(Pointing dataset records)
━━━━━━━━━━━━━━━━━━━━━━━━━━━━━━

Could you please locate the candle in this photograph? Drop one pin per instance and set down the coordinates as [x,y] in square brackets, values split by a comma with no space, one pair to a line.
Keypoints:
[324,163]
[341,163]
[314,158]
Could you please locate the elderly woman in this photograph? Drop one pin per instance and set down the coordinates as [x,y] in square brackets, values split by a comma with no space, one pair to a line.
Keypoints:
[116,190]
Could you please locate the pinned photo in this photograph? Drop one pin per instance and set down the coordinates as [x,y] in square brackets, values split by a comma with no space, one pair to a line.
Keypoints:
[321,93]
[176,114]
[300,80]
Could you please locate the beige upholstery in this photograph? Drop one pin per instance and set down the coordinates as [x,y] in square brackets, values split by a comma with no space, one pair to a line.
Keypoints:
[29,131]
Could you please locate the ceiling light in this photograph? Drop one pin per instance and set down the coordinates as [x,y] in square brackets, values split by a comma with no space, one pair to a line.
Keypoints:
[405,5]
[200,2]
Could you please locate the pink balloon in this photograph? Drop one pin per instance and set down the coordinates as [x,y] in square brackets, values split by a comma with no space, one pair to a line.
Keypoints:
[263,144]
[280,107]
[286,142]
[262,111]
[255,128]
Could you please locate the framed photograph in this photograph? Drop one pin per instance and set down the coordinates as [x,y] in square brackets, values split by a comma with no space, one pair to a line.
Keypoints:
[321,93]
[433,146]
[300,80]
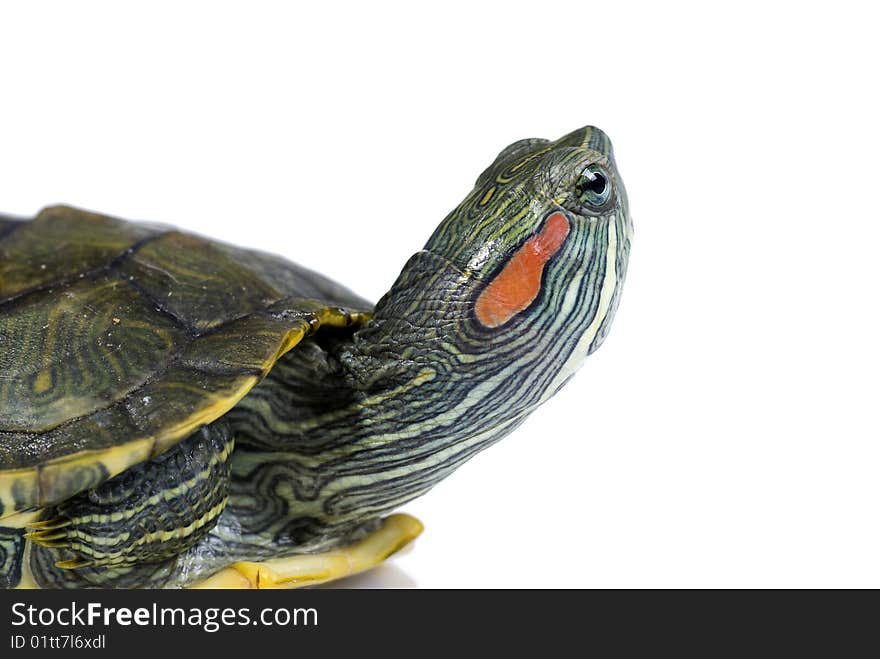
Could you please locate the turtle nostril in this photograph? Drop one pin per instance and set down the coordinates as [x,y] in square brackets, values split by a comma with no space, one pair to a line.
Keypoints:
[597,184]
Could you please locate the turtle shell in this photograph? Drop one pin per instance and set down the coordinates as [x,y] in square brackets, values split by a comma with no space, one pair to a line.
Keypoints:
[119,339]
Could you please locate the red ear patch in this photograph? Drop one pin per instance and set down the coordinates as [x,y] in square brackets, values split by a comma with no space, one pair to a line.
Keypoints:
[519,282]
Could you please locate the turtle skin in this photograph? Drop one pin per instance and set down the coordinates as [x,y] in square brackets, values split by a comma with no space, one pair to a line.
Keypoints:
[120,339]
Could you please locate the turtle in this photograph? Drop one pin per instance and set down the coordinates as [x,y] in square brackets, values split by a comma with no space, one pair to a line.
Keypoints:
[181,412]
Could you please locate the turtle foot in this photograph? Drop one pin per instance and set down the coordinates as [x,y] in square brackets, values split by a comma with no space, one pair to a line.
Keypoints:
[395,532]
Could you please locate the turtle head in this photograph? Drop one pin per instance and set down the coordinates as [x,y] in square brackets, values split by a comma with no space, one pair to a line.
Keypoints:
[517,285]
[520,281]
[545,230]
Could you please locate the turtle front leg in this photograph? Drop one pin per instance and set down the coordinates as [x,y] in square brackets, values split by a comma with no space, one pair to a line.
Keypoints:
[394,533]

━━━━━━━━━━━━━━━━━━━━━━━━━━━━━━

**Problem details:** Switch every "Keypoints" in the records to "Points" and write all the records out again with nothing else changed. Omit the pictures from your answer.

**Answer in full:**
Could you please locate the candle in this photograph? Drop one pin per instance and set down the coordinates as [x,y] in square brackets, values split by a comma with no space, one pair to a line.
Points:
[324,163]
[341,163]
[314,158]
Could you please locate the elderly woman in this photograph? Drop one pin per instance and set down the coordinates as [x,y] in square brackets, values split by a comma with no space, one pair to a line.
Points:
[116,190]
Could you please locate the pinned photo in this photograph? Drop one pin per instance and set down the coordinates as [x,y] in square brackets, values split by a comma with no space, one pair to a line.
Points:
[321,93]
[176,114]
[300,80]
Could you please locate the beige upholstery in this photograph? Drop one pin per instance and set down the coordinates as [x,y] in square brackets, values split by a comma with no space, one pair to a line.
Points:
[29,131]
Could you please locate the ceiling light in this photograph? Drop one pin per instance and set down the coordinates as [x,y] in square brackets, values split by a comma with no space, one pair to a line.
Points:
[405,5]
[200,2]
Could you please locate the pink balloon in this photograph? Drop one pin per instance and set down the coordinates as [x,y] in square brackets, values split by a comma with no space, one pair to a line.
Points:
[263,144]
[280,107]
[286,142]
[262,111]
[255,128]
Could you please locate the framed photograph in this photograph? Drop one pin per instance and set down the coordinates as [x,y] in square brackets, values split by a comma with no space, one pair to a line.
Points:
[321,93]
[433,146]
[300,80]
Could you please locate the turtle nostril in this photograph? Drop one pin per instance and set down the coordinates as [x,y] in square brackets, values split by a comma with no space, one pair to a line.
Points:
[597,184]
Could you please locate the turtle shell in this photograph? Drop one pin per instance and set down the coordinates as [x,y] in square brackets, values split by a comma with no space, one pair to a line.
Points:
[119,339]
Could you please locate the red ear patch in this photograph? Drop one pin per instance and set down the coordinates as [x,y] in square brackets, values split by a comma with no space, one pair to a line.
Points:
[519,282]
Could you please locate the turtle skin in this photograph? Drop one pin per instance and set down the coordinates as [x,y] in square brackets, values split by a comma with no space, one pair to a line.
Points:
[120,339]
Could you please locate the turtle in this photograph? Drop one pin per instance and set down the coordinates as [x,y] in square brackets, values split by a comma with no space, one pair to a line.
Points:
[181,412]
Could you please locate the turtle foot in this photograph? Drop one pin per instance and set down the coordinates as [x,y] in square brackets, values split by a comma with no space, one pair to a line.
Points:
[395,532]
Could you please locate the turtle head in this photograph? Drop one pin per instance and set down the coordinates as [x,y] in square brackets, values split by a comma with no space, one pair to a line.
Points:
[517,285]
[520,281]
[545,230]
Could you please locate the turtle front leg in this photograph? Drop one pin per instance and set down the coordinates as [x,y] in square brackets, values split by a comma with no space, one pair to a line.
Points:
[394,533]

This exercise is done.